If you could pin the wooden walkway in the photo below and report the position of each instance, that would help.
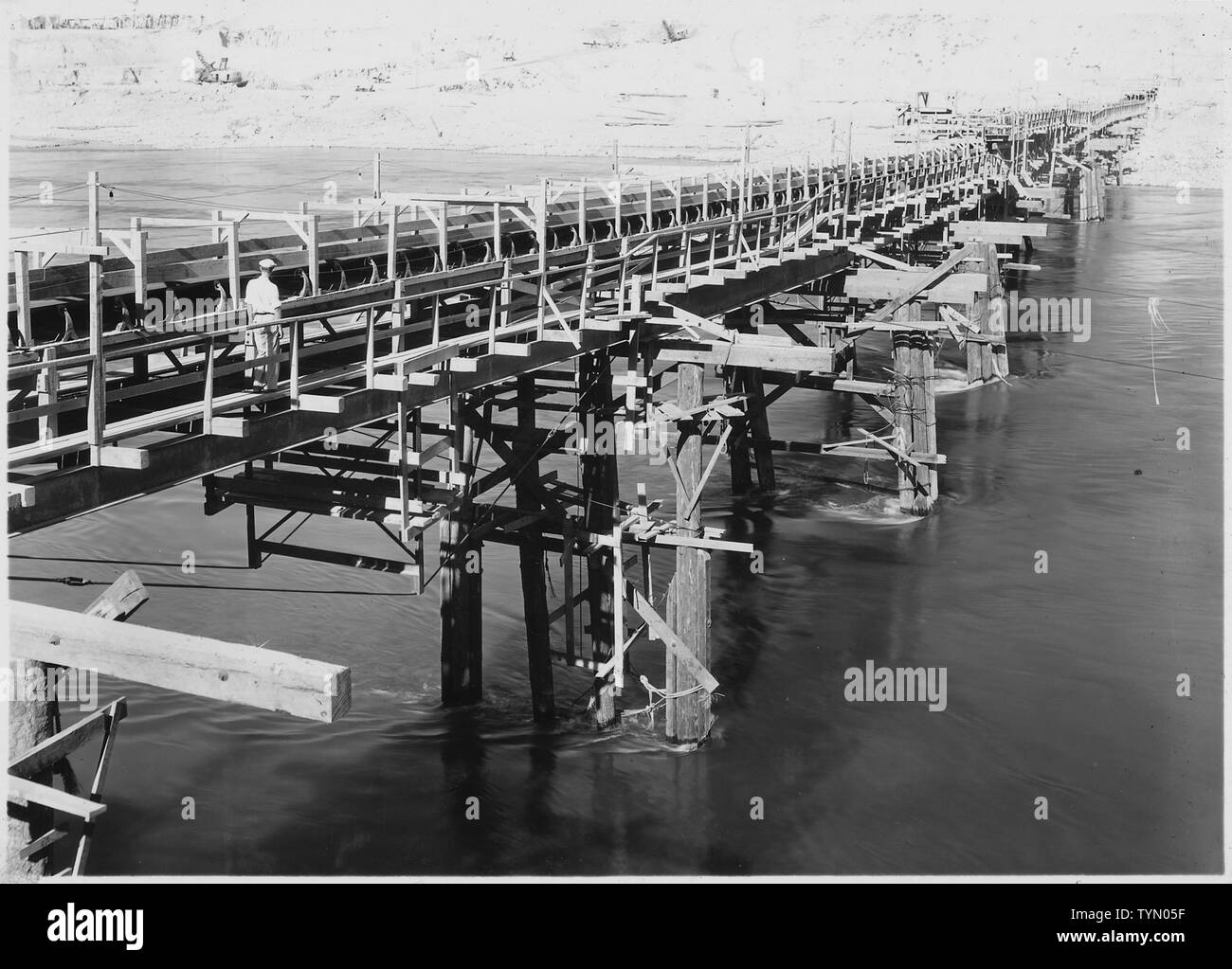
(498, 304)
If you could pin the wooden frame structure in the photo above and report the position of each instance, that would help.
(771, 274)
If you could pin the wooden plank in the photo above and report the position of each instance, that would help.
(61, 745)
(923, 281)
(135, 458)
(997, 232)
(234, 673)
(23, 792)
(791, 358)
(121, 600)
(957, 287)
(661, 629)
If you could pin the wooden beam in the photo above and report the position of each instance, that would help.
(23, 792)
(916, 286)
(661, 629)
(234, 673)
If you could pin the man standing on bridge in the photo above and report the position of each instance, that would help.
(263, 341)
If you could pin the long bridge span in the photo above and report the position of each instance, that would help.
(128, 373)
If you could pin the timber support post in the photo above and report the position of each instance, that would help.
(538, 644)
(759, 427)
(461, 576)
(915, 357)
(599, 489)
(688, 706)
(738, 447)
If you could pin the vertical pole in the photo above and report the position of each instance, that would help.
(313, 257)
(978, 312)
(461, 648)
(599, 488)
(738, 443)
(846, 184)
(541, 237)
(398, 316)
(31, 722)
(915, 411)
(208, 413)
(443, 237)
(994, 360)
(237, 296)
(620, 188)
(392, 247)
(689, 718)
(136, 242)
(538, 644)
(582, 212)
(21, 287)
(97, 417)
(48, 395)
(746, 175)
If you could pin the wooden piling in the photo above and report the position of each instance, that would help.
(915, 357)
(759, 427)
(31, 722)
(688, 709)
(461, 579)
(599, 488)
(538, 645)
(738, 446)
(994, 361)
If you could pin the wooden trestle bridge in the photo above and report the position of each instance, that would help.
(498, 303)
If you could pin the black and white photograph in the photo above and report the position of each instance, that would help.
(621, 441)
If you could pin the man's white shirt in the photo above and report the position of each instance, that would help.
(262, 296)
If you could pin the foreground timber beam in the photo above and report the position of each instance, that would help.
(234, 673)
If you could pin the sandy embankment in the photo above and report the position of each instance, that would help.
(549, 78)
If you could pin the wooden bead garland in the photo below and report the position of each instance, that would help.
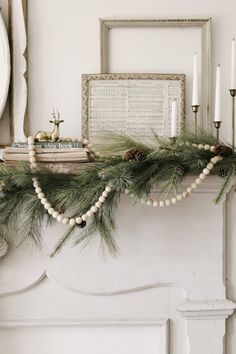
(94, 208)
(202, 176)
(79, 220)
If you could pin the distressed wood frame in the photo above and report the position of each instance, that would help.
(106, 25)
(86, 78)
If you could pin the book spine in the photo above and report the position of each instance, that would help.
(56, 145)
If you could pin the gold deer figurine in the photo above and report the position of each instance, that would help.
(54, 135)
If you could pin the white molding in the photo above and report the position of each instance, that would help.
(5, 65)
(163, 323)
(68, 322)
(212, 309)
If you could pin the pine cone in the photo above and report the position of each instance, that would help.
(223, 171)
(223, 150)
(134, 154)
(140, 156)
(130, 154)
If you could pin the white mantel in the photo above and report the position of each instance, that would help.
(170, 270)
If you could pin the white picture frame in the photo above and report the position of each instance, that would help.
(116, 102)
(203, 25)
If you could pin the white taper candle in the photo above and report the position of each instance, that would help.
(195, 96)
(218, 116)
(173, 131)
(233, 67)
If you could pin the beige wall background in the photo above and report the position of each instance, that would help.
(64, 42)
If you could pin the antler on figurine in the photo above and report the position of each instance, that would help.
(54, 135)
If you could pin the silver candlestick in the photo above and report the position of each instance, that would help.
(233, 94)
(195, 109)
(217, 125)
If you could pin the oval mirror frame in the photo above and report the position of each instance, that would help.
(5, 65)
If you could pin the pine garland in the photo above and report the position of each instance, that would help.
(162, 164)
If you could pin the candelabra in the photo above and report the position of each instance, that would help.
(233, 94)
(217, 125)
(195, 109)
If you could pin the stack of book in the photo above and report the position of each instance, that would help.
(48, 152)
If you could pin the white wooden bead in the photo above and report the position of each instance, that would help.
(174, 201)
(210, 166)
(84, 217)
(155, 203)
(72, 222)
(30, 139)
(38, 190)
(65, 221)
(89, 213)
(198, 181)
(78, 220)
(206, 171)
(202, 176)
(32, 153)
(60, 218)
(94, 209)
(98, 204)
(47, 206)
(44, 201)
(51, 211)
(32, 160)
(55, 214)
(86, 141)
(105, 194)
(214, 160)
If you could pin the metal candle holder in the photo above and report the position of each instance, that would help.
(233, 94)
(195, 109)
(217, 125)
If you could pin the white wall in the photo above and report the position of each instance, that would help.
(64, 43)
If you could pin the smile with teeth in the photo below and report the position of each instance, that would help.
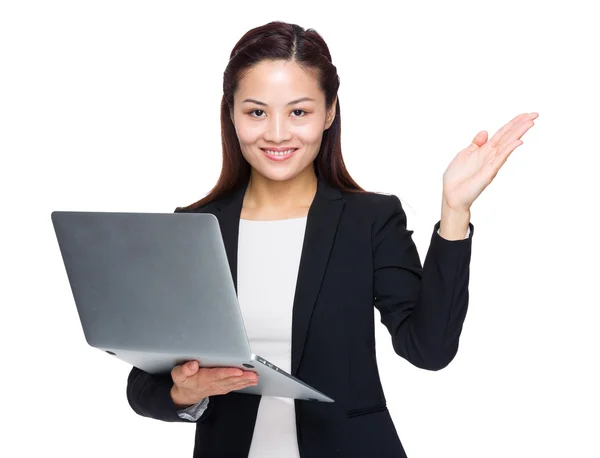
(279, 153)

:::::

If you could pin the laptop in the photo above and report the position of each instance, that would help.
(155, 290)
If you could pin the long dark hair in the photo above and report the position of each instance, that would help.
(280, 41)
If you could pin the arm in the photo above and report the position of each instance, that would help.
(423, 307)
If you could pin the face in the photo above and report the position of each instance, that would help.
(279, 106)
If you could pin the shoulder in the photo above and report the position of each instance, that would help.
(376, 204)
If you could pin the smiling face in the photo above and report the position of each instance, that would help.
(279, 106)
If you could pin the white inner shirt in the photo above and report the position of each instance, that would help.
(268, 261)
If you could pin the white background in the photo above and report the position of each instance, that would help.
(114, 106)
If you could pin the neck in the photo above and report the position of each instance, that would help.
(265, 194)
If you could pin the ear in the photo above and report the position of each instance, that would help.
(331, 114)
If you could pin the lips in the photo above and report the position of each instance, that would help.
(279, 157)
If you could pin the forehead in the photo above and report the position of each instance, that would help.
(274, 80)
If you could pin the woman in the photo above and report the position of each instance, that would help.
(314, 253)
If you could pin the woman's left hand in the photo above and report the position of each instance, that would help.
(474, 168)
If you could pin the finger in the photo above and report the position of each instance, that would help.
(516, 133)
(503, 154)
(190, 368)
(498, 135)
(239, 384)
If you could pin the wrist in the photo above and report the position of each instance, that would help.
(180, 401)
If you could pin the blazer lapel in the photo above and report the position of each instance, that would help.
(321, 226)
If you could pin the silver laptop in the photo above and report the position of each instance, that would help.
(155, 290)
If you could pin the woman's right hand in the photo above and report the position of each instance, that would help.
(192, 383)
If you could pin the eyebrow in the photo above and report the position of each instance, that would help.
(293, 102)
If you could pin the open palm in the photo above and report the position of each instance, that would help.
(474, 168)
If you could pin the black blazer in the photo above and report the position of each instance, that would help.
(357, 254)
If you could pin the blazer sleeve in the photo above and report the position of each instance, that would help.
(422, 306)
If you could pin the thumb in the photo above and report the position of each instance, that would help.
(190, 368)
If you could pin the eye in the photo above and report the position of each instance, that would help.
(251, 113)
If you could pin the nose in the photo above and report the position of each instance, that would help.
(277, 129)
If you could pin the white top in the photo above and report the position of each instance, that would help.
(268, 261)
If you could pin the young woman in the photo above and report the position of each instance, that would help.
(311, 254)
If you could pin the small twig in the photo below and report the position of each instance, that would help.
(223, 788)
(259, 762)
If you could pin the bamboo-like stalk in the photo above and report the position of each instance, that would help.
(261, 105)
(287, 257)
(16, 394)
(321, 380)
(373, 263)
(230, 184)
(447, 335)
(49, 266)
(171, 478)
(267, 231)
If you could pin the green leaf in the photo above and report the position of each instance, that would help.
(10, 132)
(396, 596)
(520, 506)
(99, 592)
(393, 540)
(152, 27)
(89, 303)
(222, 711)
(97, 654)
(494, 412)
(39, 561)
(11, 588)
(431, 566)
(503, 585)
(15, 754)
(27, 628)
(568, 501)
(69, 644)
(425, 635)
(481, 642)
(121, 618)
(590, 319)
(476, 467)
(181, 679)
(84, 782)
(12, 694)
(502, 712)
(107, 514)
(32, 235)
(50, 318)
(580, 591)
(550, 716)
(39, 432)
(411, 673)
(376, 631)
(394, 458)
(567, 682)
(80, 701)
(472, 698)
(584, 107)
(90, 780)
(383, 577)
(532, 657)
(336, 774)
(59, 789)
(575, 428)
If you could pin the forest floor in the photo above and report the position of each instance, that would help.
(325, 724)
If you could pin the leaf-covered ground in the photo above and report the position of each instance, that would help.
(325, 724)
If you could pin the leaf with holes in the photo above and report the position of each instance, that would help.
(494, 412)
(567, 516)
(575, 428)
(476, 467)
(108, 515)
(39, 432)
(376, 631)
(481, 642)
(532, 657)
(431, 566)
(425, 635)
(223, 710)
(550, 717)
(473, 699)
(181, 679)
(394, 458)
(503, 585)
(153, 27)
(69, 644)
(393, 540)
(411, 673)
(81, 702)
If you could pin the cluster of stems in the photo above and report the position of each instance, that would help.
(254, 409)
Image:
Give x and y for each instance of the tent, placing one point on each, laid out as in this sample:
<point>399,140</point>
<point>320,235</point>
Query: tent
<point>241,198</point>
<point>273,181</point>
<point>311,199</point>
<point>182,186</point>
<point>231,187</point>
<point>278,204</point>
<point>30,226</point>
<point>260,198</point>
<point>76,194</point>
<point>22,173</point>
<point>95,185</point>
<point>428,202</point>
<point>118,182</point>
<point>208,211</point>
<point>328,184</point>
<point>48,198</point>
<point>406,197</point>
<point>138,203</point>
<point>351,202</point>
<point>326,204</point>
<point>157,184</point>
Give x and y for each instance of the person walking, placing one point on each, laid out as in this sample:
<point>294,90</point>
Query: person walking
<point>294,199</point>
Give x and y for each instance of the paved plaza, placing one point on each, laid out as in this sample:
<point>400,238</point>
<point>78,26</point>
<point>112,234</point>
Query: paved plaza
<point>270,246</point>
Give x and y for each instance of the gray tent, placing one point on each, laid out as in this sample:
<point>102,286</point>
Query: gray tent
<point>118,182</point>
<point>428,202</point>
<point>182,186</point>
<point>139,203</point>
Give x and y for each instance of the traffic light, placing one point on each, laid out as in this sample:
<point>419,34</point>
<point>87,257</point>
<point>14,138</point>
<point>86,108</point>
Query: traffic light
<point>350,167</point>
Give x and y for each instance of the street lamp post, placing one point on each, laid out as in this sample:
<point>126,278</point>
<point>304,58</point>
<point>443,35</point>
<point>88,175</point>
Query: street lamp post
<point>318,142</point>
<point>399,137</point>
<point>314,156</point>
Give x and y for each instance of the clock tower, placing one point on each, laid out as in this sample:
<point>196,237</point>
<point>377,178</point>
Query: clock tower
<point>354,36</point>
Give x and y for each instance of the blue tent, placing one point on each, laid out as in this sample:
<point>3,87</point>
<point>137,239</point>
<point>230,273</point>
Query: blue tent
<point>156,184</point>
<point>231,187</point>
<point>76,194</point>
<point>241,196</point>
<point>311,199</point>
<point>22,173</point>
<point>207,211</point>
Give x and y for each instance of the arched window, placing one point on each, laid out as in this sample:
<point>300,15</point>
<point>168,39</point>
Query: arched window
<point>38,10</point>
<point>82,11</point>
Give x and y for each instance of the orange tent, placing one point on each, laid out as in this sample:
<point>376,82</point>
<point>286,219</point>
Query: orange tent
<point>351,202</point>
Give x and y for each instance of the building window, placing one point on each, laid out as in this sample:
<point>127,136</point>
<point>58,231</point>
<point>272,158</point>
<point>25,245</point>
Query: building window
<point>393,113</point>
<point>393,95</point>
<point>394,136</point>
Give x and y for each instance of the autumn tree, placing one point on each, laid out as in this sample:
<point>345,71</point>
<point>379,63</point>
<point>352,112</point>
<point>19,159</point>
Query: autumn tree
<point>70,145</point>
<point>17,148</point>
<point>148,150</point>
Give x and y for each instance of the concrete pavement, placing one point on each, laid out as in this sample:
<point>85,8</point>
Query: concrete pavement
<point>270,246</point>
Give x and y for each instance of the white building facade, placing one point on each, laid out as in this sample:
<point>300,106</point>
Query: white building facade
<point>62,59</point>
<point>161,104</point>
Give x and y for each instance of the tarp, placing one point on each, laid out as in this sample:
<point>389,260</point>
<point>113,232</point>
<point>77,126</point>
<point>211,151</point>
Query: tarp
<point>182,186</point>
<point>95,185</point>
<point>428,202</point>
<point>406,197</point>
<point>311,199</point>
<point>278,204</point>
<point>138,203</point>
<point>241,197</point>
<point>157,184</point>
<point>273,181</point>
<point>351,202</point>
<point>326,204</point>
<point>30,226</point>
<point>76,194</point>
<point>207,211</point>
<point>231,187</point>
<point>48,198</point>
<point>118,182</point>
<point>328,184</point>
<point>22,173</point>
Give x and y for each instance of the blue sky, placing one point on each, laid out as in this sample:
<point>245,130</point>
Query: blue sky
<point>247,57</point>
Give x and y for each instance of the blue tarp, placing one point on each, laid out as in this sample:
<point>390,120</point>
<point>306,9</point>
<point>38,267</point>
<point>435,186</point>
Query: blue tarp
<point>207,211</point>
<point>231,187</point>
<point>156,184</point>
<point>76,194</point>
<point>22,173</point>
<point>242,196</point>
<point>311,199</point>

:::::

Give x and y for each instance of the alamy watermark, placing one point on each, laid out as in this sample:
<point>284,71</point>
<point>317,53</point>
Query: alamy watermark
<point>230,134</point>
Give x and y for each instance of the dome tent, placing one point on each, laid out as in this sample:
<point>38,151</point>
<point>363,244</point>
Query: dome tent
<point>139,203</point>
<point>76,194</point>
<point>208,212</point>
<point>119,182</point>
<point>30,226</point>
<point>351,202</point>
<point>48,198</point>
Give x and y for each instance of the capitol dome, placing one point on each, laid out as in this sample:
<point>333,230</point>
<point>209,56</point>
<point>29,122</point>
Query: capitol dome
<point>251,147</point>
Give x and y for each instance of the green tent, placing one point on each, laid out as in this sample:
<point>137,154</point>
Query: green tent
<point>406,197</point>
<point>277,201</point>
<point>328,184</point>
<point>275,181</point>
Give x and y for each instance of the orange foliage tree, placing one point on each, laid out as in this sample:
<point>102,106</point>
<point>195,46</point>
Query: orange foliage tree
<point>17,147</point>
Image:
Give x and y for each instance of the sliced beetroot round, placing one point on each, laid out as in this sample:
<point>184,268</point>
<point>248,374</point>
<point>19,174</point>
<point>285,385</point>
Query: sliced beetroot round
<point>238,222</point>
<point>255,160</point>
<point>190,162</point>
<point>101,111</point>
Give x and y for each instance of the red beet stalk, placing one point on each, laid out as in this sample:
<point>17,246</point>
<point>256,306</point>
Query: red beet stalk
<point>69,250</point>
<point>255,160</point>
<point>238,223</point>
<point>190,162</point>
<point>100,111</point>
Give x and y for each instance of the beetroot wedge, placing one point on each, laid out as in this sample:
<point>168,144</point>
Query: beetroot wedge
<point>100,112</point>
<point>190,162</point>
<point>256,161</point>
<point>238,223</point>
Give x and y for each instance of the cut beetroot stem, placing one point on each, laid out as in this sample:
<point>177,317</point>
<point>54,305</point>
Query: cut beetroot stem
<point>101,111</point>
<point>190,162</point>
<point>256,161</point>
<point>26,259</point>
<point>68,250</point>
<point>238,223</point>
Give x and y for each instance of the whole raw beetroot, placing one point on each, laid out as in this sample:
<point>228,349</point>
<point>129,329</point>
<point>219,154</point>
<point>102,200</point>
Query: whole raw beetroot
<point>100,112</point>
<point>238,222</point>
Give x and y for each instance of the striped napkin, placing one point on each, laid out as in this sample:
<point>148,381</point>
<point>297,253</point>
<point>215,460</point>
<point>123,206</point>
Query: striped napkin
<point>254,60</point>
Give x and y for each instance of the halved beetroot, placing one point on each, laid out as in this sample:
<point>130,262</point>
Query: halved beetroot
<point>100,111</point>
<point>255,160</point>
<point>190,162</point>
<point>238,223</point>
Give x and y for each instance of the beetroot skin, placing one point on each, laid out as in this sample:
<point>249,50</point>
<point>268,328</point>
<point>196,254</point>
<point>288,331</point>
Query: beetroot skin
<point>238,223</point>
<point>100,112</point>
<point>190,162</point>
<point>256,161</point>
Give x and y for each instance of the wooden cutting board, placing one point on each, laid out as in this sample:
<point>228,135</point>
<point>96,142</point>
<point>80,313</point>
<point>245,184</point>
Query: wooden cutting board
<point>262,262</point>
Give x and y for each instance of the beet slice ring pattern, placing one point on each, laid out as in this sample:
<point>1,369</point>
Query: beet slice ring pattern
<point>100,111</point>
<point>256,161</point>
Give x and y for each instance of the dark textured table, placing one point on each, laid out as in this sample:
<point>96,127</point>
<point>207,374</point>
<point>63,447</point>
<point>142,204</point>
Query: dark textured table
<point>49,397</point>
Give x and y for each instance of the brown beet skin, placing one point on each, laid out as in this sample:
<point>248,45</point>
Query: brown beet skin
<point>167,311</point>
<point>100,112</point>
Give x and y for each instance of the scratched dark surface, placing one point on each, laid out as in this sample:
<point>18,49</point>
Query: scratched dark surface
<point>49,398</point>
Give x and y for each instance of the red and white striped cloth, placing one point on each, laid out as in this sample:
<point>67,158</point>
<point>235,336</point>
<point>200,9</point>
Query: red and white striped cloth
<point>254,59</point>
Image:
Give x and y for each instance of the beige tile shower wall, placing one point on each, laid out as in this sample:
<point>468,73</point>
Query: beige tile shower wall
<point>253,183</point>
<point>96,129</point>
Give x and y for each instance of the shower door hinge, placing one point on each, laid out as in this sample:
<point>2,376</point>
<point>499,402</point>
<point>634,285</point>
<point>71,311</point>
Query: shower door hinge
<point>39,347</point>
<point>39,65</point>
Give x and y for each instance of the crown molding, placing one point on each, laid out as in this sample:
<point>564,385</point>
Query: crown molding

:::::

» Task requirements
In the records above, some lines hold the word "crown"; copy each such line.

» Solution
Give x and y for each instance of the crown molding, placing one point on each, laid out as in this sample:
Query: crown molding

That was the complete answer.